── PROVIDED PASSAGE ──
Peter, no one is saying that Wordsworth should not be admired. My
point is that his influence has prevailed in UK poetry long past its sell
by date. I don't jink much of shakespeare's sonnets by the way--great
though he was as a playwright.
On Wed, 26 Aug 2009 16:01:31 +0100, Peter Riley
<[log in to unmask]> wrote:
>As one of the poets mentioned on Marks' list (thanks kindly, Mark) I'd
>like to mention that Wordsworth has always been an inspiring
example.
>And so has Thomas Hardy. And that neither of them has anything to do
>with the (actually extremely varied and in some quarters quite
>healthy) poetry which gets labelled "mainstream". It was Donald Davie
>who was mainly responsible for the Hardy--Larkin link, as he was for a
>lot of other misleading pronouncements at a time when the Cambridge
>academy was forcing its way into the contemporary poetry scene as
>adjudicators. It's like Eliot's silly attack on Milton and Pound's
>silly attack on just about everybody -- an academic obsession with
>genealogies which has little to do with how poetry gets written. The
>historical occasion is built into the writing of someone like WW and
>there are questions of authenticity which cut it off from its
>"influence" . Recent writing about him from Cambridge could not be
>accused of promoting philosophical empiricism.
───
DIRECTIVE A: List every person named in the lines the Wordsworth discussion post quotes from Peter Riley.
DIRECTIVE B: Render this sentence from the Wordsworth discussion post in Spanish: "My point is that his influence has prevailed in UK poetry long past its sell by date."
The rows that come next have nothing to do with this work.
── RECORDED DATA ──
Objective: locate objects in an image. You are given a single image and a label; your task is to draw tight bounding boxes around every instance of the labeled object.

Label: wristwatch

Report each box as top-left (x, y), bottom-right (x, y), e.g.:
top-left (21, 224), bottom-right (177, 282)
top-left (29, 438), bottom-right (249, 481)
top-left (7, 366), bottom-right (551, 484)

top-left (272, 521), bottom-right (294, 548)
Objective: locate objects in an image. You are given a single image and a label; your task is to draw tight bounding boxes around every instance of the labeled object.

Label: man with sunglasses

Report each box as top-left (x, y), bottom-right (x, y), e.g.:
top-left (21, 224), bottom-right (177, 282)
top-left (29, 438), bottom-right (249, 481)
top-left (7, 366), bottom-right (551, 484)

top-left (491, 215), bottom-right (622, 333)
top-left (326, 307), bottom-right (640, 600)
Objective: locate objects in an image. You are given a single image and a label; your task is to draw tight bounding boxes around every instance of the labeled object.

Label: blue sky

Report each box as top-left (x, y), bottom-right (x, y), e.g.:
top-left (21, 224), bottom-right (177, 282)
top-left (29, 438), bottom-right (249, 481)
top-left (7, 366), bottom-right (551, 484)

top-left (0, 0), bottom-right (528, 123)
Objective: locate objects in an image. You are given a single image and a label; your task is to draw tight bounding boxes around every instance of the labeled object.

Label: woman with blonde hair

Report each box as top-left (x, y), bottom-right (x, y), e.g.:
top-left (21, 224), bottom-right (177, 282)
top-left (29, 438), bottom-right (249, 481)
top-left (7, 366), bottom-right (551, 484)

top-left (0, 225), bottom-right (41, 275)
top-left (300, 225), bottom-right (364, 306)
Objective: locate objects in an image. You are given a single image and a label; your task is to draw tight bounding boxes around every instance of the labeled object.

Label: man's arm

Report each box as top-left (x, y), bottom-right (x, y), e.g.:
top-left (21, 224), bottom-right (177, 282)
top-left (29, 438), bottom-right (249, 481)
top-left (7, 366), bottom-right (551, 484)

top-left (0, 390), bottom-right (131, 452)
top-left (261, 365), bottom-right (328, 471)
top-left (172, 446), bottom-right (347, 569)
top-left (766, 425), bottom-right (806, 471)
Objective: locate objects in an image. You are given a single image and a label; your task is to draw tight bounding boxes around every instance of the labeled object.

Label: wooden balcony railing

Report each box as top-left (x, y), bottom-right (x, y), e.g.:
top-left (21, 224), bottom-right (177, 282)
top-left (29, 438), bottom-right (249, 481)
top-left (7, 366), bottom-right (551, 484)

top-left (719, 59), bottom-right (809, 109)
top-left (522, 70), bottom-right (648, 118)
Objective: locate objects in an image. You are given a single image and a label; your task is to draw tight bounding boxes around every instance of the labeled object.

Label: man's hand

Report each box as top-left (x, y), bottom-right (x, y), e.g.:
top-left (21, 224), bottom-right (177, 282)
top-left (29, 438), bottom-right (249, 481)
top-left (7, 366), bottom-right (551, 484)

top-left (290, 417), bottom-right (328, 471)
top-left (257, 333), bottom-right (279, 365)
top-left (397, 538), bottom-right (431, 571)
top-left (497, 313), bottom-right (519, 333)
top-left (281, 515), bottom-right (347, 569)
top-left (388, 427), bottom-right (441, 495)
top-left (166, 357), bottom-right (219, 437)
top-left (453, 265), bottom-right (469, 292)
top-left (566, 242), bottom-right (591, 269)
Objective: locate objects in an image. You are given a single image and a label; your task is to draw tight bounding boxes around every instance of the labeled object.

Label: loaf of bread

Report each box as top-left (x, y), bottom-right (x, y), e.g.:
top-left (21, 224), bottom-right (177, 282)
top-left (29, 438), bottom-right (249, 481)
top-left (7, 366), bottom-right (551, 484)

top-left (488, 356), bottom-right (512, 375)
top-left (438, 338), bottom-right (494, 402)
───
EXPECTED ANSWER A: Mark, Wordsworth, Thomas Hardy, Donald Davie, Larkin, Eliot, Milton, Pound

EXPECTED ANSWER B: Lo que quiero decir es que su influencia ha predominado en la poesía del Reino Unido mucho después de su fecha de caducidad.